___ Materials provided
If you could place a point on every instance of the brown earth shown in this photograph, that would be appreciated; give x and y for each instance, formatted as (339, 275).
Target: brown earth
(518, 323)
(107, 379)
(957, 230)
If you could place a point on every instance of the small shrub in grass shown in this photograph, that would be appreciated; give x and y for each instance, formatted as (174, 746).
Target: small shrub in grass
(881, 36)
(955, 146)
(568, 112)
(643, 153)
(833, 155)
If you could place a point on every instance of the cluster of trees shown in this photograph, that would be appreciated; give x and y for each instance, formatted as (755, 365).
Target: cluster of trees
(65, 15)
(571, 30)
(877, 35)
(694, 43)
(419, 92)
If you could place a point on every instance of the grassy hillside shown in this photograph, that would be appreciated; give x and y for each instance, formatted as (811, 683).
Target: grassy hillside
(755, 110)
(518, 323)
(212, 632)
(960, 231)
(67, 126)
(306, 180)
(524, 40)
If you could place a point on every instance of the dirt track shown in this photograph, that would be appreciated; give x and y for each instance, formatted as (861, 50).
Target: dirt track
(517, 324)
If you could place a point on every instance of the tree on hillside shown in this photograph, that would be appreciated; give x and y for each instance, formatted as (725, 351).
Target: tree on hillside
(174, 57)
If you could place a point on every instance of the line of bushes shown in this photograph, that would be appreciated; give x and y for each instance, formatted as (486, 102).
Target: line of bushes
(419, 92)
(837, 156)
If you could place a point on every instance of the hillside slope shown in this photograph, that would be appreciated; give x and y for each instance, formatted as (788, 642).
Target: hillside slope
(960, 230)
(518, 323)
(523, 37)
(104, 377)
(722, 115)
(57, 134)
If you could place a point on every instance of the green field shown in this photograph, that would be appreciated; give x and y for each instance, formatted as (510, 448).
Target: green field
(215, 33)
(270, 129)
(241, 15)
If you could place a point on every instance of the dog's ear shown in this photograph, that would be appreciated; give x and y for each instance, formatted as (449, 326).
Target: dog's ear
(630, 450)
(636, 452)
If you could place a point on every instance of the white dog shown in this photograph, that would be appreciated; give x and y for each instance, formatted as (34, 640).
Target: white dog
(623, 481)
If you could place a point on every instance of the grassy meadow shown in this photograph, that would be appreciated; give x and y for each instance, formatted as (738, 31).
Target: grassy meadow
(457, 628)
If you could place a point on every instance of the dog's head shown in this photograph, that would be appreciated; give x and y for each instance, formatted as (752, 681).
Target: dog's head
______
▶ _Work to complete_:
Copy all of the records above word for word, keeping every line as it stands.

▶ _Solution to this exercise_:
If you could place a point on every instance of the brown earth shown in this photograph, that would be appreciated; give x and y for each instance, formatted as (339, 275).
Target: brown earth
(518, 323)
(107, 379)
(957, 230)
If you could place a point on every instance of the small shrub in grass shown in this photograph, that would be appreciated; give x and y for each instance, formatted as (174, 746).
Target: small shrub in grass
(881, 36)
(955, 146)
(568, 112)
(643, 153)
(833, 155)
If you could place a point on every instance of the cluster of trees shown in this photograph, that would be appreciated; give x and y for each instance, formatted as (755, 365).
Target: cluster of trees
(65, 15)
(571, 30)
(877, 35)
(694, 43)
(419, 92)
If you could place a point on every instance of the grassy hillside shown in this photograph, that would be appreciated; give x and y for each instance, formatted as (811, 683).
Target: grassy hillside
(755, 110)
(518, 323)
(212, 632)
(960, 231)
(67, 126)
(306, 180)
(524, 40)
If you could place a point on every instance of the dirt track shown in this photograph, that would be appreciated; give x and y for each instance, formatted as (861, 50).
Target: dirt track
(517, 324)
If you could place a point on every instance of the tree on hillside shown in this photograph, that would be appreciated; give x and y for each instance, formatted as (725, 351).
Target: tree on hillside
(174, 57)
If you could place a point on every instance of the line of bushes shown in this photograph, that would be appreciated; give x and y for each instance, formatted as (486, 102).
Target: line of bushes
(419, 92)
(837, 156)
If you could place a point on every instance of the hillside slope shown in this photograph, that would be appreciated; give x and y for each instance, formatted as (788, 642).
Target: hillside slope
(960, 230)
(518, 323)
(523, 37)
(104, 377)
(722, 115)
(57, 134)
If you could place a point on every instance of the green field shown in this photograph, that would be appreciated; give x and y for each instance, formatted as (510, 448).
Target: green field
(215, 33)
(270, 129)
(241, 15)
If you could place a point on every instance of the dog's ear shown in this photograph, that would be appreciated; give x and y for each instance, formatted as (449, 326).
Target: dog's ear
(630, 450)
(636, 452)
If you could place a point on every instance of the white dog shown in this photograph, that would be appreciated; give x and y for each instance, formatted as (34, 640).
Target: white dog
(623, 481)
If you could place a point on every instance of the grassy meadow shown in this photograph, that would be appreciated; give x and y for each instance, formatted as (738, 31).
Target: grassy meadow
(457, 628)
If you could place a point on every instance of the dog's head shown in this photograph, that would be appreciated; give x and y for each instance, formatted as (752, 681).
Target: dog's head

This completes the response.